Bounding-box records
----

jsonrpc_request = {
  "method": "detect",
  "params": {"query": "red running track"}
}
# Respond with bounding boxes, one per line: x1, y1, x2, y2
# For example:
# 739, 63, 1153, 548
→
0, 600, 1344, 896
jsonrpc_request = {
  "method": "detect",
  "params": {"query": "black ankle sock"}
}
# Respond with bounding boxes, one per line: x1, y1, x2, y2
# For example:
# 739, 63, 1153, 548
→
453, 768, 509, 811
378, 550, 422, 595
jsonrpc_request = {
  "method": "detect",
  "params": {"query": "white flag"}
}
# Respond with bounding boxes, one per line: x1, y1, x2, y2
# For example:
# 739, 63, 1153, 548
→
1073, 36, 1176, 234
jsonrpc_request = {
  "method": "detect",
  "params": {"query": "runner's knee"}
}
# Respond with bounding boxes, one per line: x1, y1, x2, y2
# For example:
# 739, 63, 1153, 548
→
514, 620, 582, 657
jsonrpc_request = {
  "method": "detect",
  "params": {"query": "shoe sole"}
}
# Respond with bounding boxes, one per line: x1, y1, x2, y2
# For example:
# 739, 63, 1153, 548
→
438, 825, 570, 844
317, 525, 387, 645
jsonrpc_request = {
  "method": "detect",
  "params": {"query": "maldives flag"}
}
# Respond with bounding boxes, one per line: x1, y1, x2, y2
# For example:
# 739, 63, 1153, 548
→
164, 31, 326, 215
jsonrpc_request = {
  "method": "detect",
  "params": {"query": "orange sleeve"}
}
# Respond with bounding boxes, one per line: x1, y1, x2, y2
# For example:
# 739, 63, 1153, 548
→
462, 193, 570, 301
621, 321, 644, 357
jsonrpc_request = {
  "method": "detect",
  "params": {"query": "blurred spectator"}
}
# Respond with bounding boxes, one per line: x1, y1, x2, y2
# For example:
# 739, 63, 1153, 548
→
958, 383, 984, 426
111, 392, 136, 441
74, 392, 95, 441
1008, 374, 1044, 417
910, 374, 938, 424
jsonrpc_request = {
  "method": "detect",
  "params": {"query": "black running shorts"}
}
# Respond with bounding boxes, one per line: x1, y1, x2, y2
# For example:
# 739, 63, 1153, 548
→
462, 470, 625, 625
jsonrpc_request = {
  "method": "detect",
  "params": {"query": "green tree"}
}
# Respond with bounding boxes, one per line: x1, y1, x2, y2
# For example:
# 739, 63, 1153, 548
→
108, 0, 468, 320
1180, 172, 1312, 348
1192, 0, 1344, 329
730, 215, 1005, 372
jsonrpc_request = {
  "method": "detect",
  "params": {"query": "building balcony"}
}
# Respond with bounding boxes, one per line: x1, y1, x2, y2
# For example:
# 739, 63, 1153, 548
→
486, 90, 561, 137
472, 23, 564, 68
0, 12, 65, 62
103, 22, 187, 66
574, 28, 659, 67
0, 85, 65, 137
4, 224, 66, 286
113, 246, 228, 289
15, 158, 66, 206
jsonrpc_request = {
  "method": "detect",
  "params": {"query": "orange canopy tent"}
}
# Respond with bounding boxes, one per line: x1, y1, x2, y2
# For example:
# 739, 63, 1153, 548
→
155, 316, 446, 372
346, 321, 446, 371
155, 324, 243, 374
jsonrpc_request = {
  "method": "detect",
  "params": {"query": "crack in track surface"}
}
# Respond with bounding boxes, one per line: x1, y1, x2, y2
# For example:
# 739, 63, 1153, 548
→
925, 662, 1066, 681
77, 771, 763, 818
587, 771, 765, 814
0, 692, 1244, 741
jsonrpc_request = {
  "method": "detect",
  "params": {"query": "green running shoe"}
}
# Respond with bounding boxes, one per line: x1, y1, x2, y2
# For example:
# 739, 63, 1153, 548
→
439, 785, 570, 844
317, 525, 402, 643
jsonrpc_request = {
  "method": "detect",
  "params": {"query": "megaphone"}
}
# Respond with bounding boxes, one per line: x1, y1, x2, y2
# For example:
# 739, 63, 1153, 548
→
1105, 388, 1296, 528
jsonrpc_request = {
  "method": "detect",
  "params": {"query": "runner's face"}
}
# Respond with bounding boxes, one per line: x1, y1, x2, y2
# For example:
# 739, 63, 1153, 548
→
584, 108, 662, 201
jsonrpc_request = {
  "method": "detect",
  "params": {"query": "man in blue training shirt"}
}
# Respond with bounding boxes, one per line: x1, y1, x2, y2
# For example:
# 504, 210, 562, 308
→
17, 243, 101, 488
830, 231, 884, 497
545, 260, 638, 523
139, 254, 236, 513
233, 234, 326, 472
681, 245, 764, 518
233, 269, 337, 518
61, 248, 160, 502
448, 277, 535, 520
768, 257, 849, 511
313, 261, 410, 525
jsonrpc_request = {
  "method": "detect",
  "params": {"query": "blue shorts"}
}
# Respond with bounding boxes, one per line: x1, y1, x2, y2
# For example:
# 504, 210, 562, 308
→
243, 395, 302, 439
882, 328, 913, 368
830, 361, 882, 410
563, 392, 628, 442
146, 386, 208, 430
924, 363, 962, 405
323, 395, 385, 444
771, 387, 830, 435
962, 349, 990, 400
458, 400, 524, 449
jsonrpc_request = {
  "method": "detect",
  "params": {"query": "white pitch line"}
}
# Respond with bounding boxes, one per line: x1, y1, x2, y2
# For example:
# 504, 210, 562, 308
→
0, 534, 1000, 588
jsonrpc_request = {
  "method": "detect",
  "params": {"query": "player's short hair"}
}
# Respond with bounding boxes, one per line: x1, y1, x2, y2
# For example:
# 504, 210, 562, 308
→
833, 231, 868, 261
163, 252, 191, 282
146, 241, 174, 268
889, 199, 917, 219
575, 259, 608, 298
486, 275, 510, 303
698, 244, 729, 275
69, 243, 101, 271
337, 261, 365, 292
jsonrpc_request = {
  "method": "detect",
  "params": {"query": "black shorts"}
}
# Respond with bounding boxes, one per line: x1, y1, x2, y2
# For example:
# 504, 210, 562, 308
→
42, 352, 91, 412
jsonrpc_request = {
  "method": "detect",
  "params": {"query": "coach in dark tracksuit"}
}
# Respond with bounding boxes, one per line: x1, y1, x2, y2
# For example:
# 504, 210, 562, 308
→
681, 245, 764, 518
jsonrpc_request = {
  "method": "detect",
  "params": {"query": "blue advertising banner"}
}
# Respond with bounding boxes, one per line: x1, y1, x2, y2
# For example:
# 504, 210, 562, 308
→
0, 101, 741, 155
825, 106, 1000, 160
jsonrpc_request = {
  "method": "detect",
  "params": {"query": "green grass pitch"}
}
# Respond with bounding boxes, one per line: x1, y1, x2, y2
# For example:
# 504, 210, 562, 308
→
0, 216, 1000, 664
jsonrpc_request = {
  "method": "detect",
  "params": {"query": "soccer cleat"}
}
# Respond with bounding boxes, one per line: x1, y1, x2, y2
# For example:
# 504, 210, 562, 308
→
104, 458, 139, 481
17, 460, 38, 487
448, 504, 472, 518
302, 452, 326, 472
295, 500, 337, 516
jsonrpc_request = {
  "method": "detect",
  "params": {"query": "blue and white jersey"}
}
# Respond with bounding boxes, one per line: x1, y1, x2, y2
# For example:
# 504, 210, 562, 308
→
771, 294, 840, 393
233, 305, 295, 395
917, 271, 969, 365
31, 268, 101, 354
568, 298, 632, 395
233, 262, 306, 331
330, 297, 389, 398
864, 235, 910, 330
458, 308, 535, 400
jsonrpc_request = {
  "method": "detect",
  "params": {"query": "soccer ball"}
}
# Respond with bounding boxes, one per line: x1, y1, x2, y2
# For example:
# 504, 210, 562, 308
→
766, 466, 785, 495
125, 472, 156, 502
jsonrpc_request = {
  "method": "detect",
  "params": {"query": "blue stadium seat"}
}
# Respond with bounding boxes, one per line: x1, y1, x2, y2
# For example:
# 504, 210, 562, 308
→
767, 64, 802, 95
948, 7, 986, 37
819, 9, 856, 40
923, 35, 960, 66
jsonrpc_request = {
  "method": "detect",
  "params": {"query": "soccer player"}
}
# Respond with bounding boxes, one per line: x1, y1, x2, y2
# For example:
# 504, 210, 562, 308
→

----

WHAT YOU WILL DO - Extract the lines of the listing above, starting at its first line and ending at the line that contains "164, 31, 326, 215", and repeat them exactly.

EXERCISE RESULT -
jsonrpc_request = {
  "method": "detect",
  "params": {"query": "red running track"}
}
# Respond with bounding boxes, one per line: x1, y1, x2, y2
# For example:
# 739, 63, 1153, 548
→
0, 600, 1344, 896
jsonrpc_request = {
  "method": "detect",
  "params": {"query": "black ankle sock"}
}
# Respond with bounding boxes, one per line: x1, y1, x2, y2
# For example:
# 739, 63, 1153, 548
→
453, 768, 509, 811
378, 550, 422, 595
jsonrpc_request = {
  "method": "detect",
  "params": {"query": "white flag"}
}
# Respond with bounding boxes, one per line: x1, y1, x2, y2
# For example:
# 739, 63, 1153, 548
→
1073, 36, 1176, 234
jsonrpc_request = {
  "method": "detect",
  "params": {"query": "runner's knee"}
}
# Respond with bounding boxes, one per line: x1, y1, x2, y2
# For example:
# 739, 63, 1153, 548
→
514, 620, 582, 657
jsonrpc_request = {
  "method": "detect",
  "params": {"query": "shoe sole"}
}
# Respond with bounding boxes, one per line: x1, y1, x2, y2
# For example:
# 739, 63, 1153, 548
→
438, 825, 570, 844
317, 525, 387, 645
jsonrpc_request = {
  "method": "detect",
  "params": {"query": "maldives flag"}
}
# Respond with bounding boxes, one per line: x1, y1, x2, y2
# For example:
# 739, 63, 1153, 548
→
164, 31, 326, 215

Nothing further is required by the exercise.